## Problems and tasks:
**a)** In the memoir excerpt, where did the show have a run as a musical workshop?
**b)** Translate this sentence from the memoir excerpt into Spanish: "I began directing TV because it was fun, creative and fulfilling."
**c)** Print the part of the memoir excerpt that opens with the words containing "I can’t condemn" and closes with "creative and fulfilling.".

Read I'm Not Dead... Yet! Online

Authors: Robby Benson

Tags: #Biographies & Memoirs

I'm Not Dead... Yet! (44 page)

After the towers collapsed, all cell phone signals were lost. It was the most frightening time in my life until the phone rang and I heard from Carleen Hussung Simone. (Karla and I introduced Carleen and Winston when I ran the New York Marathon.) Lyric was safe with Carleen’s mom Alleen and they were heading up-town to Carleen and Winston’s apartment.

But the phone never rang for Sam Ellis. Val didn’t make it down those stairs.

Valerie Silver Ellis died in the towers on that day. We lost our dear friend, and like so many families, to say we were ‘at a loss’ is an understatement—we were never the same; we will never be the same.

9/11 has a history with all of us. If having heart surgery makes us appreciate every single breath we take, September 11th is another example of the existential world we live in and to… love and appreciate each moment of life.

I dove back into work and my writing. The moments in
Open Heart The Musical
which had to do with life and death had now become more personal and meaningful to me. With this momentum and purpose we sped to the next incarnation of the show, which had a run at the Falcon Theater in Toluca Lake as a musical workshop.
Open Heart
starred Karla (of course), Stan Brown (my ex-master student extraordinaire from the real USC), and me—writer-composer guy who couldn’t breathe when he had to sing. That was a tough one. But we were successful and our hopes to go to New York with the show were brighter and brighter.

 

I can’t condemn everyone in TV
because that would be false and unfair, but the business of making TV shows became surreal, Fellini-esque. The ‘I Don’t Care’ Syndrome was now an epidemic and that seemed to lead to a lack of quality control which in turn seemed to change the face of television and bring us ‘reality TV.’ In my early years as a TV director, I was always so enthusiastic that we could build comedy beginning on a Monday and shooting on a Friday. It reminded me of theater on steroids: get the show up and running in 5 days. Unfortunately—when an Executive Producer shot an entire season of a show and then walked up to me with a straight face and asked, “Have we been shooting film or video?”—the fun, creativity and fulfillment began to be bleached from my soul.

I began directing TV because it was fun, creative and fulfilling.

I stopped directing TV because it took on a personality of a rabid, demented, possessed mania that started ‘at the top’ and suddenly the director became a worthless traffic cop who was pushed aside by the show-runners and every DGA rule was broken as the writers, creators and show-runners refused to follow protocol and began giving direction to the actors and too much money was at stake for anyone to stop the madness. You will find many top directors who will secretly corroborate my beliefs but would never ever jeopardize their paychecks for their families by being foolish enough to yell it from the hill top (or write it in a book…)

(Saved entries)
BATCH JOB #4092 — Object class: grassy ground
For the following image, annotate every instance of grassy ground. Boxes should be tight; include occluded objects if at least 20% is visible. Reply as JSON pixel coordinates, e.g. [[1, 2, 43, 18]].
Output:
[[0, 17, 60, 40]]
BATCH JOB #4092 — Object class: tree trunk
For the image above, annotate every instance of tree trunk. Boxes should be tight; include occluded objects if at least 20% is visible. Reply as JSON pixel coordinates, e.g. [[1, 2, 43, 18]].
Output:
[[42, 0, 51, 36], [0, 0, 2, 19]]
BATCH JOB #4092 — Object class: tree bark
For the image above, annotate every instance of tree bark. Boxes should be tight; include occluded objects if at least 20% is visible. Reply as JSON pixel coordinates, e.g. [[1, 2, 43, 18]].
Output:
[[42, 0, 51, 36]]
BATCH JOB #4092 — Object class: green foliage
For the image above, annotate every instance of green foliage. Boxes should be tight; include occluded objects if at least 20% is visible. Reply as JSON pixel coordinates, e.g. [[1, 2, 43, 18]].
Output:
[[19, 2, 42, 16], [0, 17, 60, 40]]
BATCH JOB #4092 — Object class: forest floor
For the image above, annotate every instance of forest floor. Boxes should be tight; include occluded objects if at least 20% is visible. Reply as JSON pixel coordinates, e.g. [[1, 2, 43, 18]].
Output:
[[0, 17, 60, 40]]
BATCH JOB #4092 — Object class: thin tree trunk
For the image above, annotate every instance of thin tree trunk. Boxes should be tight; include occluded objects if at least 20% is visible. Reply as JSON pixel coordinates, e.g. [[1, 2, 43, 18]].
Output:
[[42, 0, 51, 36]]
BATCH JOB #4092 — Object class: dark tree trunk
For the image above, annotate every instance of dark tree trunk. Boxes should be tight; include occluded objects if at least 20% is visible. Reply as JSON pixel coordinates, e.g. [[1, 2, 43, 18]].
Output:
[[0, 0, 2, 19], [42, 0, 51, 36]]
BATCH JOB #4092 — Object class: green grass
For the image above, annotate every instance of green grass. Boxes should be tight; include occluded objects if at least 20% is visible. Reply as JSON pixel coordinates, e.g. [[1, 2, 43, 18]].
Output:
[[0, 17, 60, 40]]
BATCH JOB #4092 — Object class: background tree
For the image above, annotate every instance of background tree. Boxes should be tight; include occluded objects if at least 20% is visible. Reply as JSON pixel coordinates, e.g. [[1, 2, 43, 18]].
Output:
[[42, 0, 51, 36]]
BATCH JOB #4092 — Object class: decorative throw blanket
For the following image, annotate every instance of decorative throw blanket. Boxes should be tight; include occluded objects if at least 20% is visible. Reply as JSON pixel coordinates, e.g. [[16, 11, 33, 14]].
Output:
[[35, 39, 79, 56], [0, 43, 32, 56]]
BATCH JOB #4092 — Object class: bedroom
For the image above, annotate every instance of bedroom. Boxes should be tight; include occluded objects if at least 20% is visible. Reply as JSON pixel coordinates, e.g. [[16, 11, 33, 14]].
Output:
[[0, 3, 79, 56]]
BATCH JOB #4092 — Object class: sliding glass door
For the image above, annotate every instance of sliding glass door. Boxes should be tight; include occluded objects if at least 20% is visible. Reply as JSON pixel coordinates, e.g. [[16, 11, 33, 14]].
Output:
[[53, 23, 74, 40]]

## Solutions to the problems:
**a)** At the Falcon Theater in Toluca Lake.

**b)** Empecé a dirigir televisión porque era divertido, creativo y gratificante.

**c)**
I can’t condemn everyone in TV
because that would be false and unfair, but the business of making TV shows became surreal, Fellini-esque. The ‘I Don’t Care’ Syndrome was now an epidemic and that seemed to lead to a lack of quality control which in turn seemed to change the face of television and bring us ‘reality TV.’ In my early years as a TV director, I was always so enthusiastic that we could build comedy beginning on a Monday and shooting on a Friday. It reminded me of theater on steroids: get the show up and running in 5 days. Unfortunately—when an Executive Producer shot an entire season of a show and then walked up to me with a straight face and asked, “Have we been shooting film or video?”—the fun, creativity and fulfillment began to be bleached from my soul.

I began directing TV because it was fun, creative and fulfilling.